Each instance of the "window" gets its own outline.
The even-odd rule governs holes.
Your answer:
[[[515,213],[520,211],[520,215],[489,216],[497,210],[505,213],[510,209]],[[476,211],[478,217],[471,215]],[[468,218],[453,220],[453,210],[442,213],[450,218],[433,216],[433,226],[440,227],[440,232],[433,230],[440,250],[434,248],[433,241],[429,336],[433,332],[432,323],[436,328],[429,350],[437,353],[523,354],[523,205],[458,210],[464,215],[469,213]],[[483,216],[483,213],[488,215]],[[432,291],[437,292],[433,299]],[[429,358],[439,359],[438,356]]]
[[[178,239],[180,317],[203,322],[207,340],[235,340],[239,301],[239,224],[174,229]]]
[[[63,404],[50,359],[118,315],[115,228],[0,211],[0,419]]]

** Directions **
Reproduce the listing shown above in its entirety, exactly.

** Right answer **
Each instance of the "window" gets its own outline.
The even-odd rule governs holes.
Your answer:
[[[515,213],[520,211],[520,215],[489,216],[497,210],[505,213],[510,209]],[[476,211],[478,217],[471,215]],[[468,218],[453,220],[453,210],[442,213],[450,218],[433,216],[433,226],[440,227],[440,232],[433,230],[440,250],[434,248],[433,241],[429,336],[433,332],[432,323],[436,328],[429,350],[437,353],[523,354],[523,205],[458,210],[464,215],[469,213]],[[483,216],[483,213],[488,215]],[[432,291],[437,292],[433,299]],[[429,358],[439,359],[438,356]]]
[[[178,239],[180,317],[203,322],[207,340],[235,340],[239,301],[239,224],[174,229]]]
[[[63,404],[50,359],[118,315],[115,228],[0,211],[0,419]]]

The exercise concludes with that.